### Assignment
The answer must match the material word for word, with every line included.

+++ Input records +++

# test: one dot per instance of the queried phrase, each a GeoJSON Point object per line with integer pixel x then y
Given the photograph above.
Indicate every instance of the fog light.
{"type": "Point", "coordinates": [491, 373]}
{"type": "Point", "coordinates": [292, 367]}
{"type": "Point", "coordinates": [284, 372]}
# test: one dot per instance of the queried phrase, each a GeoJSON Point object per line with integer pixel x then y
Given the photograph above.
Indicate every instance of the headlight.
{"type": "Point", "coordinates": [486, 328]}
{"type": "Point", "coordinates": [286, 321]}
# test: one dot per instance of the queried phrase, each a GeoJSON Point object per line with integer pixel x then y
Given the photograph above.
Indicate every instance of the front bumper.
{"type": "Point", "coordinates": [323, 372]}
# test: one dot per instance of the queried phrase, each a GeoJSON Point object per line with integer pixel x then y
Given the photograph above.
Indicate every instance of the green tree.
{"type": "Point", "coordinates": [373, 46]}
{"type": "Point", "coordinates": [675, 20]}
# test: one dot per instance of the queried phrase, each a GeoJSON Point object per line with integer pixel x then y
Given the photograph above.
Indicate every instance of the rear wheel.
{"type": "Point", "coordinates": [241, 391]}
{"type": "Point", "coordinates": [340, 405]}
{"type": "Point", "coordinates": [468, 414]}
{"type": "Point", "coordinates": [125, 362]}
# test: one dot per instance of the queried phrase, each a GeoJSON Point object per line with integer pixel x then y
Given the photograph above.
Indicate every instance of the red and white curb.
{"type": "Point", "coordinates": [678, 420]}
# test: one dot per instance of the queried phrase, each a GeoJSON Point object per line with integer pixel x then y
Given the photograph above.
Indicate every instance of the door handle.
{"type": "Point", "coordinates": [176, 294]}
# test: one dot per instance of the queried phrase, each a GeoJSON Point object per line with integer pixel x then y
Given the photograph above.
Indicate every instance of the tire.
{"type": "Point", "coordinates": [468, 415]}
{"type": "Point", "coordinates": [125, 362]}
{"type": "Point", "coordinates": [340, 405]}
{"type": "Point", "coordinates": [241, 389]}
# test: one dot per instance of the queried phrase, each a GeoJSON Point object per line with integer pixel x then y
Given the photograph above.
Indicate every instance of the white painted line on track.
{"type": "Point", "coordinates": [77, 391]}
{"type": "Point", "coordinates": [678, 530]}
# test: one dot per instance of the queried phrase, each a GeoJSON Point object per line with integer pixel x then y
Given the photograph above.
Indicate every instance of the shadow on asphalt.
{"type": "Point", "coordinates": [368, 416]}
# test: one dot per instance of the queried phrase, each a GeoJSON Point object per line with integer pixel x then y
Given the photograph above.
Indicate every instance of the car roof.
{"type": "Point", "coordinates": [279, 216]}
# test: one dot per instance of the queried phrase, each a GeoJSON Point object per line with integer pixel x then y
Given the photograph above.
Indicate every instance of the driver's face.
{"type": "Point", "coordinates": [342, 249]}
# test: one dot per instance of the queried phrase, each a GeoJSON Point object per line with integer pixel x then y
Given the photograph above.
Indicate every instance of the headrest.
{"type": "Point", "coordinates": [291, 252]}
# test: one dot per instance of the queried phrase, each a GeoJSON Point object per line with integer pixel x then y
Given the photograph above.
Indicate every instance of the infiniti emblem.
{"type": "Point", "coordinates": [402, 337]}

+++

### Your solution
# test: one dot per instance of the queried phrase, each a GeoJSON Point object per line with integer pixel x then y
Given the photograph above.
Indicate every instance of the fog light.
{"type": "Point", "coordinates": [491, 373]}
{"type": "Point", "coordinates": [292, 367]}
{"type": "Point", "coordinates": [284, 372]}
# test: one dot per instance of the queried phrase, each a GeoJSON Point object per line with integer pixel x then y
Given the photograph above.
Indicate every instance of the headlight.
{"type": "Point", "coordinates": [486, 328]}
{"type": "Point", "coordinates": [286, 321]}
# test: one dot per instance of the queried phrase, each a GeoJSON Point object per line with integer pixel x then y
Given the photograph above.
Indicate every instance of the front bumper.
{"type": "Point", "coordinates": [323, 372]}
# test: one dot per instance of the queried phrase, each a GeoJSON Point object per line with integer pixel x then y
Given the photograph above.
Indicate every instance of the green tree.
{"type": "Point", "coordinates": [373, 46]}
{"type": "Point", "coordinates": [675, 20]}
# test: one dot per instance of the queried phrase, each a GeoJSON Point object per line with integer pixel x then y
Given the photograph above.
Indicate every instance of the rear wheel.
{"type": "Point", "coordinates": [241, 391]}
{"type": "Point", "coordinates": [340, 405]}
{"type": "Point", "coordinates": [468, 414]}
{"type": "Point", "coordinates": [125, 362]}
# test: one dot per instance of the queried phrase, each a GeoJSON Point object per line with integer pixel x then y
Given the photograph above.
Indicate every instance of the red and white curb.
{"type": "Point", "coordinates": [678, 420]}
# test: one dot per instance of the queried phrase, each a GeoJSON Point object per line with integer pixel x then y
Given the photograph above.
Indicate every instance of the door handle.
{"type": "Point", "coordinates": [176, 294]}
# test: one dot per instance of the queried phrase, each a GeoJSON Point object per line with integer pixel x then y
Given the photograph above.
Indicate every instance of the tire.
{"type": "Point", "coordinates": [468, 415]}
{"type": "Point", "coordinates": [125, 362]}
{"type": "Point", "coordinates": [340, 405]}
{"type": "Point", "coordinates": [241, 389]}
# test: one dot per instance of the queried phrase, each a GeoJSON Point object per line with integer pixel x then y
Given the photograph above.
Indicate every instance of the white painted line on track.
{"type": "Point", "coordinates": [77, 391]}
{"type": "Point", "coordinates": [678, 530]}
# test: one dot per instance of the queried phrase, each a GeoJSON Point object per line with integer pixel x then y
Given the photograph above.
Indicate every instance of the shadow on asphalt.
{"type": "Point", "coordinates": [368, 416]}
# test: one dot per instance of the queried phrase, each a GeoJSON Point object per line with integer pixel x then y
Given the photograph above.
Indicate every instance of the car roof.
{"type": "Point", "coordinates": [279, 216]}
# test: one dot per instance of the queried phrase, each a GeoJSON Point object per line with integer pixel x then y
Given the photograph above.
Indicate every instance of the driver's face.
{"type": "Point", "coordinates": [342, 249]}
# test: one dot per instance of the queried phrase, each a GeoJSON Point object per line with integer pixel x then y
Given the photograph above.
Indicate every instance of the headrest.
{"type": "Point", "coordinates": [291, 252]}
# test: one dot per instance of the queried phrase, each a GeoJSON Point object per line with integer pixel x then y
Given the photograph above.
Indicate every instance of the infiniti emblem.
{"type": "Point", "coordinates": [402, 337]}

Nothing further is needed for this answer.